[Contour annotation records]
"""

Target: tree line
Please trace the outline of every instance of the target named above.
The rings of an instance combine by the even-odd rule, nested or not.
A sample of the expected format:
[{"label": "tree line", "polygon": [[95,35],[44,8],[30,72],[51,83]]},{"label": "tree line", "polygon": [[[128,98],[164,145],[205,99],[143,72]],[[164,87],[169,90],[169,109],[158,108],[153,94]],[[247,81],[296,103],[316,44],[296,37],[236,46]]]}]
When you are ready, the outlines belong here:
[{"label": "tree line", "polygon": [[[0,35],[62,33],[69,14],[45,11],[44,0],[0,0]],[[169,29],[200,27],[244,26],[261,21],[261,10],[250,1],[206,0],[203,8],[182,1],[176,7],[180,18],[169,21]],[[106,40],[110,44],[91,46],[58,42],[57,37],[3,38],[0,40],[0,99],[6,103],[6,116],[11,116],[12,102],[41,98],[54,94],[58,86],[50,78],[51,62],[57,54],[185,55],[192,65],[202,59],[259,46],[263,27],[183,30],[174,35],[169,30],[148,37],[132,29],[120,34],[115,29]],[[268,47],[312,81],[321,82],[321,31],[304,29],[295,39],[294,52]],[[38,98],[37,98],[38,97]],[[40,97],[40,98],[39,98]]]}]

"""

WRITTEN REQUEST: Return the full listing, character for character.

ANSWER TO THIS PROBLEM:
Target: tree line
Please trace the outline of every instance of the target named above.
The rings of an instance combine by the even-odd rule, nested or not.
A sample of the expected format:
[{"label": "tree line", "polygon": [[95,35],[44,8],[30,72],[51,83]]},{"label": "tree line", "polygon": [[[128,98],[164,145],[205,99],[143,72]],[[164,87],[169,90],[169,109],[158,108],[153,94]],[[247,81],[296,103],[316,44],[296,37],[236,46]]]}]
When you are ready, the outlines belong here:
[{"label": "tree line", "polygon": [[[0,35],[62,33],[69,14],[45,11],[44,0],[0,0]],[[169,29],[200,27],[244,26],[261,21],[261,10],[250,1],[206,0],[203,8],[182,1],[176,7],[180,18],[169,21]],[[106,40],[110,44],[91,46],[58,42],[57,37],[3,38],[0,40],[0,99],[6,103],[6,116],[11,116],[12,102],[41,98],[54,94],[58,86],[50,78],[51,62],[57,54],[185,55],[192,65],[202,59],[259,46],[263,27],[183,30],[174,35],[169,30],[148,37],[132,29],[120,34],[115,29]],[[268,47],[312,81],[321,82],[321,31],[304,29],[295,39],[294,52]],[[38,98],[37,98],[38,97]],[[40,97],[40,98],[39,98]]]}]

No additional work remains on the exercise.